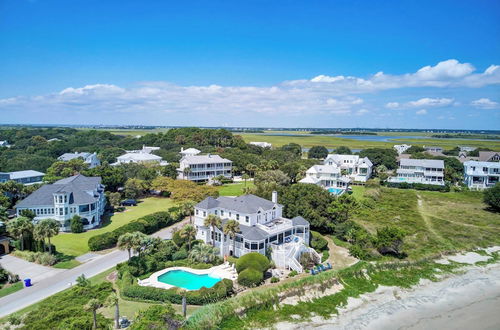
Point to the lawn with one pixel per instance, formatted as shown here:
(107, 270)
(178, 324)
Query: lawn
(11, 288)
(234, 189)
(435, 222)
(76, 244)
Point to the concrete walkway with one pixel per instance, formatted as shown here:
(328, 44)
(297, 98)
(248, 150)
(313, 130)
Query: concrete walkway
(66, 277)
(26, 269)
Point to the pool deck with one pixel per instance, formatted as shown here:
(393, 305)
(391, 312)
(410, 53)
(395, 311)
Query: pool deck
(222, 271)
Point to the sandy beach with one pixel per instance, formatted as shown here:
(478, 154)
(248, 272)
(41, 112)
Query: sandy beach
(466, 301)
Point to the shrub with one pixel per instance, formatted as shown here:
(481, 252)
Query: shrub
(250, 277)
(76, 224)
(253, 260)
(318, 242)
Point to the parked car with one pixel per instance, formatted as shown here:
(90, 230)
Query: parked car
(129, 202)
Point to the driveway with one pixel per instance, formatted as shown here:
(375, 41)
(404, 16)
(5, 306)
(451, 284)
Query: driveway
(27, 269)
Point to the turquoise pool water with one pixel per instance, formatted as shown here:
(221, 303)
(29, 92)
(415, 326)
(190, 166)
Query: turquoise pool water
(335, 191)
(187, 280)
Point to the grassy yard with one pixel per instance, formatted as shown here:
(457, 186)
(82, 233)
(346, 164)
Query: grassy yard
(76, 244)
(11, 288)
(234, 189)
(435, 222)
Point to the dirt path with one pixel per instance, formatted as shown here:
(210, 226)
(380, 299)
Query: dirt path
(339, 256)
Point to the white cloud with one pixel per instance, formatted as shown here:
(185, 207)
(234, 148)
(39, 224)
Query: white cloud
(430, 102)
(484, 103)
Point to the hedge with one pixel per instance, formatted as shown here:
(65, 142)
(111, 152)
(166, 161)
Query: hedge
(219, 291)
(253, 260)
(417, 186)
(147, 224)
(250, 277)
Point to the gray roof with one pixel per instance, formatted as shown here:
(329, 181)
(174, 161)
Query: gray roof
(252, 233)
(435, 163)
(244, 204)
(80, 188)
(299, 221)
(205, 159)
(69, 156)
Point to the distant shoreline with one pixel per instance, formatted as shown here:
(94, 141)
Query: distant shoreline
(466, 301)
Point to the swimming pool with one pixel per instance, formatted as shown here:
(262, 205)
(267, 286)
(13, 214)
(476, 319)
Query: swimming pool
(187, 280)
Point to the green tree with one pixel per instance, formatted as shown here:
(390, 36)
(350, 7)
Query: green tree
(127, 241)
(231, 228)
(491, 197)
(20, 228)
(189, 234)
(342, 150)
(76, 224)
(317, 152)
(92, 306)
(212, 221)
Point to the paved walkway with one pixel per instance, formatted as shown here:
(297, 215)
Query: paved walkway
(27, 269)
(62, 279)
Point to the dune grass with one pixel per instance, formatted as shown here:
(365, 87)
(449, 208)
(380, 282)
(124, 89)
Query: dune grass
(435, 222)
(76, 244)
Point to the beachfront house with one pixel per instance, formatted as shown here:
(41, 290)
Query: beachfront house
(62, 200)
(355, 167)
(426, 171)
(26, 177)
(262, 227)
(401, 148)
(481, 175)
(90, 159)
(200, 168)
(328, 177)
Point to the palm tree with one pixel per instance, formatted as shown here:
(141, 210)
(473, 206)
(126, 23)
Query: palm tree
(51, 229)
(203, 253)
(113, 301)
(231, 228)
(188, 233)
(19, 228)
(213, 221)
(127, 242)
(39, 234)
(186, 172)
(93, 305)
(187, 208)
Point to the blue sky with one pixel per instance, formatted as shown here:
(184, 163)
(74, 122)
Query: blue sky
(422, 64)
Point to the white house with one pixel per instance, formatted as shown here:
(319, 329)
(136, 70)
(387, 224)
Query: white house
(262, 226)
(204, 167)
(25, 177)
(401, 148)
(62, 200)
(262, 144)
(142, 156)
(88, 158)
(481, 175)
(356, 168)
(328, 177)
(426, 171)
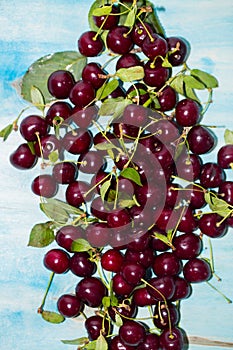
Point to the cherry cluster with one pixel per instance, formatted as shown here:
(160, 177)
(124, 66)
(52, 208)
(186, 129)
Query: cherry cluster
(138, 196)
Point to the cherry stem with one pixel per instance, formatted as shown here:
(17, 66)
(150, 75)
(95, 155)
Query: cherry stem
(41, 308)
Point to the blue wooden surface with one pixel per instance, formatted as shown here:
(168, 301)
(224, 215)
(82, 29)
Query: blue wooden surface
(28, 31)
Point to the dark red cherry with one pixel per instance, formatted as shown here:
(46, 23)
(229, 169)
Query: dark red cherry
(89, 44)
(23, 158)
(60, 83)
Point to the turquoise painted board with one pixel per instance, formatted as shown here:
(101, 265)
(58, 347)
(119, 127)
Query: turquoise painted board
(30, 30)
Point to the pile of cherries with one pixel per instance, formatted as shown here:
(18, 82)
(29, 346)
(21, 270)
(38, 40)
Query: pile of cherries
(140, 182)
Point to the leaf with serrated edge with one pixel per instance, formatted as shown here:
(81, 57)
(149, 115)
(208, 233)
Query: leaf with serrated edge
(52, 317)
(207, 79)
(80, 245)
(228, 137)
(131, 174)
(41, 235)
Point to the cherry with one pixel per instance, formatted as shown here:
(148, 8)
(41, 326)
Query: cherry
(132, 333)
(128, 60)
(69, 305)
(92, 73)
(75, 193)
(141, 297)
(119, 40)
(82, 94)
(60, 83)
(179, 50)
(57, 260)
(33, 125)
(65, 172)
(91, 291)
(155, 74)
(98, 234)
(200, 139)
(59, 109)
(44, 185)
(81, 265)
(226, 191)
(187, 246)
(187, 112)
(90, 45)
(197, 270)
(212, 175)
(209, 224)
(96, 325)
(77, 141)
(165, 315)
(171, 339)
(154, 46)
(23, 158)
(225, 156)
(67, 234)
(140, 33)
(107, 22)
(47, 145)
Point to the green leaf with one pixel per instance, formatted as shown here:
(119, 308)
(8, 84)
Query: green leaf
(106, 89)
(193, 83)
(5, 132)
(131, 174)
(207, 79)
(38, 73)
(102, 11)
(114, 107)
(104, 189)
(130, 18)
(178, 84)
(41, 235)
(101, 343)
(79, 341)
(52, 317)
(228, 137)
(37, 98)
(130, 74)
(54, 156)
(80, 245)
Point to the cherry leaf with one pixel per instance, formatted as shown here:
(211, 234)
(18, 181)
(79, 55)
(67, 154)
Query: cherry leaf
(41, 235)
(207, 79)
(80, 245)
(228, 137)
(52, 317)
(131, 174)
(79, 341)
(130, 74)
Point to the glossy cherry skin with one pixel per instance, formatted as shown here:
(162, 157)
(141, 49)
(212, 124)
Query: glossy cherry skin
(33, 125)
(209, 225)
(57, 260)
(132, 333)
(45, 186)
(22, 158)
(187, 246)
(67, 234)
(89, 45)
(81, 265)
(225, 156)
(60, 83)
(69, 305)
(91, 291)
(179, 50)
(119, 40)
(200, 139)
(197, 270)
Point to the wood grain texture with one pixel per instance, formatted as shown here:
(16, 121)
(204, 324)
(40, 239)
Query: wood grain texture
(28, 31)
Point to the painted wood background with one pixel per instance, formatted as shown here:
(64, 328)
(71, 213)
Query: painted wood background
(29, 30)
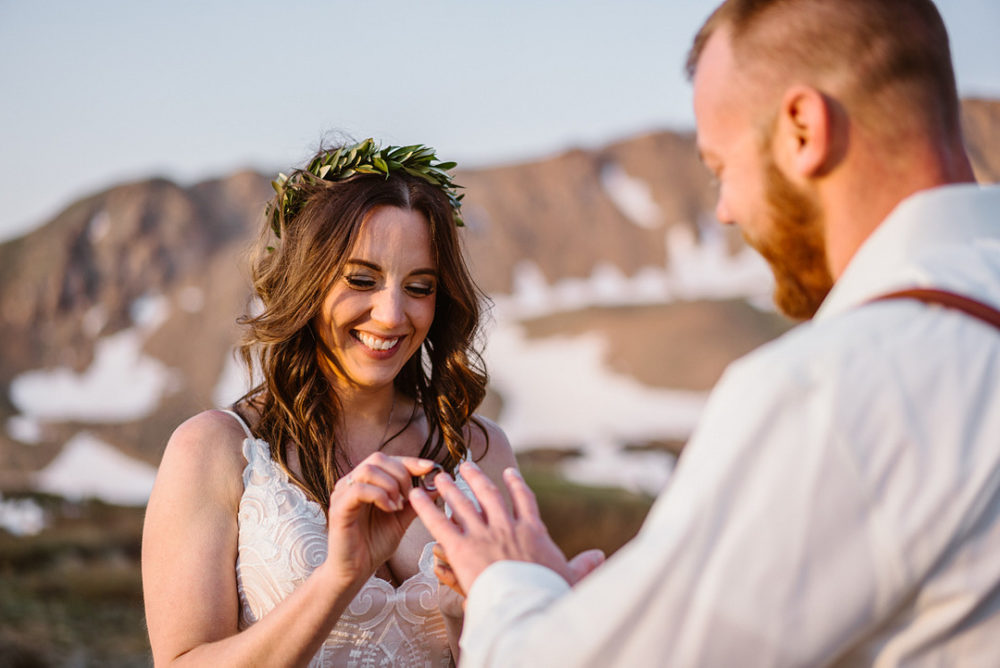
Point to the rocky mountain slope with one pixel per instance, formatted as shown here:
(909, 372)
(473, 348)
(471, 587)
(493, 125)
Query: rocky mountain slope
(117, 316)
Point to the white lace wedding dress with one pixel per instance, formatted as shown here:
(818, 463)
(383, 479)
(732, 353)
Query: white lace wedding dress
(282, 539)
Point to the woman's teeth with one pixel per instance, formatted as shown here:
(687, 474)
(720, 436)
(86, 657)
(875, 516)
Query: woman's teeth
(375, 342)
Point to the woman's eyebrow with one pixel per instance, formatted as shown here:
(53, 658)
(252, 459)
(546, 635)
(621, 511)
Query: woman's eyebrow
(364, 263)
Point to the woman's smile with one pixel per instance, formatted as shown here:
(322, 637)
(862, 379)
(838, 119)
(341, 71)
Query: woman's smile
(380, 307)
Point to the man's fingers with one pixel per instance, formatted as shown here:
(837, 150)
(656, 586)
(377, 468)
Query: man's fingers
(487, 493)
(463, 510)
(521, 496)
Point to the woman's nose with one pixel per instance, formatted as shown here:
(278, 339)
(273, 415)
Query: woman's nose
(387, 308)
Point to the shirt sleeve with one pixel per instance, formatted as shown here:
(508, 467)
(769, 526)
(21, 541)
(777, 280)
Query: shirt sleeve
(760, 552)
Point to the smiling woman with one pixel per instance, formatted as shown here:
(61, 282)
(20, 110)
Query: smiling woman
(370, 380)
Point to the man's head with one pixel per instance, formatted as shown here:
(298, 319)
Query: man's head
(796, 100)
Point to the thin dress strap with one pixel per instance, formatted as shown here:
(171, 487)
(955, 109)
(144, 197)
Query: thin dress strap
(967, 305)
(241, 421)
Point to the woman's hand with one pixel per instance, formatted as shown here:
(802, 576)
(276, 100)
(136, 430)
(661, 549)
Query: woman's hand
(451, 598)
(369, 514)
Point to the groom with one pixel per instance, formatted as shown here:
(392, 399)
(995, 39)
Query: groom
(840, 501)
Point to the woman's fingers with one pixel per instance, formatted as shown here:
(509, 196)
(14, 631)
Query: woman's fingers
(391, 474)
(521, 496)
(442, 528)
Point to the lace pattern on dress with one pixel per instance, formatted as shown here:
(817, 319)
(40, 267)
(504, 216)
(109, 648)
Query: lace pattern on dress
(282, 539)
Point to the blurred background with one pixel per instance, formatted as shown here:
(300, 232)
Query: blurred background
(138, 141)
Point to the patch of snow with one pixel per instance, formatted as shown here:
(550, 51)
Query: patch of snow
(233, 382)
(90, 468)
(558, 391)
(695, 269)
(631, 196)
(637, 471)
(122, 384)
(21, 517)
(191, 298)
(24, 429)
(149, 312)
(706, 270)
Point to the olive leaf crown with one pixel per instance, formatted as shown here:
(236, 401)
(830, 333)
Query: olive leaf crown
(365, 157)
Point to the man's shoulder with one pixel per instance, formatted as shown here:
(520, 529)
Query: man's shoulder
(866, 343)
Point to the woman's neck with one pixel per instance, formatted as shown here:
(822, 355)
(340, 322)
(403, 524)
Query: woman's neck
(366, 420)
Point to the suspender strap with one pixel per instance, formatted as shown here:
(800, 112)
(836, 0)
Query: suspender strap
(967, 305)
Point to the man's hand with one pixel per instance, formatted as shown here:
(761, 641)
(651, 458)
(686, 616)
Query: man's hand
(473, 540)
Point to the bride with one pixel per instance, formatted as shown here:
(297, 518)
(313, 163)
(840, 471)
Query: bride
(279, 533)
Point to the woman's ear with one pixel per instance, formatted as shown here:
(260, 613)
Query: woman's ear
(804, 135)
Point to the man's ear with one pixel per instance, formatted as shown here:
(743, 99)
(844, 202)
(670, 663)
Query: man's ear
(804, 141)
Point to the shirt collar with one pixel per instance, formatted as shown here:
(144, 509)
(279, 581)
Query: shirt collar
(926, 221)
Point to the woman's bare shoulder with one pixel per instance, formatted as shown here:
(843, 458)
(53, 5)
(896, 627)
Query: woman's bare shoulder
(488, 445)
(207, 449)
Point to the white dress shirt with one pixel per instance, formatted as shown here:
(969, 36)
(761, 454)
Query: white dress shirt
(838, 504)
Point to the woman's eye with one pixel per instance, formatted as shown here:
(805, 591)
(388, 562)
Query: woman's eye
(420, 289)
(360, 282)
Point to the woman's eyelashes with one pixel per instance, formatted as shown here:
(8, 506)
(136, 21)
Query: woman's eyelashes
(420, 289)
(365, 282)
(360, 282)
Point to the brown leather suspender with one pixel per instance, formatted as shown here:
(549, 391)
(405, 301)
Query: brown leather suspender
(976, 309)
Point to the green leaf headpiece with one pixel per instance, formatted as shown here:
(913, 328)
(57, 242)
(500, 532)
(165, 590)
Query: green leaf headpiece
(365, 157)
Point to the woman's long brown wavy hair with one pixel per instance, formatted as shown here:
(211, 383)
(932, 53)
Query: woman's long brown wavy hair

········

• _Exercise instructions_
Copy each line of the data that includes the word "hair".

• _Answer section_
Point to the woman's long brown wavy hair with one pixel per instance, formatted as shown here:
Query: woman's long brown wavy hair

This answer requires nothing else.